● **EXCERPT PROVIDED**:

And as it is appointed unto men once to die, but after this the judgment.

—Hebrews 9:27

 

It was the belief in the accountability of man to his maker that made America a great nation. Among those earlier leaders was Daniel Webster whose blazing eyes and fiery oratory often held the Senate spellbound. In those days the Congress was composed of strong, noble statesmen who carried the weight of the nation in their hearts and minds.

Someone asked: “Mr. Webster, what do you consider the most serious thought that has ever entered your mind?”

“The most solemn thought that has ever entered my mind is my accountability to my Maker,” he replied.

Men like that cannot be corrupted and bought. They do not have to worry if someone listens to their telephone calls. What they are in character and in deportment results from their belief that they will finally be accountable to God.   EFE130

Lord, help me to live my life today in such a way that, should You call me tonight to stand before You and give account, I would have nothing of which I would need to be ashamed. Amen.

 

A Living History

Ye are manifestly declared to be the epistle of Christ…written not with ink, but with the Spirit of the living God.

Collection entries:

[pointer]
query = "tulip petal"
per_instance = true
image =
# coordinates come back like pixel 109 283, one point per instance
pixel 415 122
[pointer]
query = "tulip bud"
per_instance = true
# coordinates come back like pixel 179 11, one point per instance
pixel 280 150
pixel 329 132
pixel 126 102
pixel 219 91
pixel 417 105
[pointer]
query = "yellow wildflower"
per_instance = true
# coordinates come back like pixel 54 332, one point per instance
* * *
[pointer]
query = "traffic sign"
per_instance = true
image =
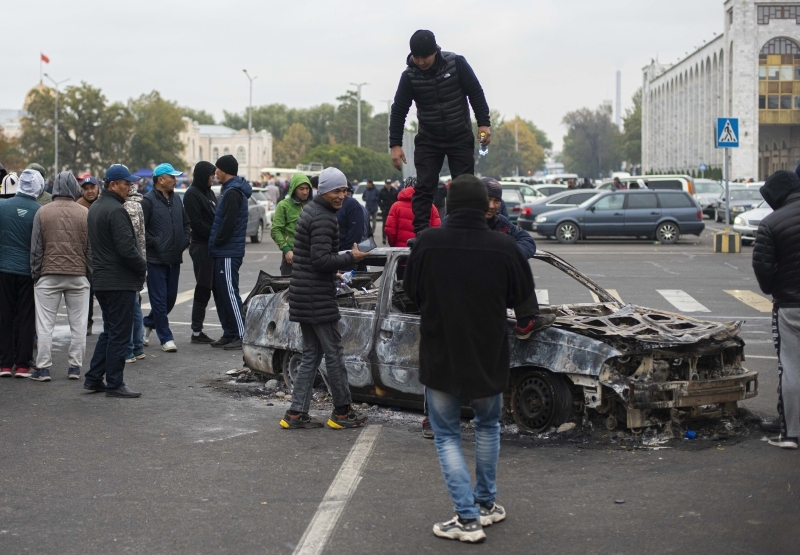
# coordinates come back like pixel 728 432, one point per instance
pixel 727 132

● **TASK DETAILS**: List each distinct word the devotional reading uses as a name or title for God, not counting pronouns, "Christ" or "Spirit." The entries have no connection to the devotional reading.

● **ANSWER SECTION**: Maker, God, Lord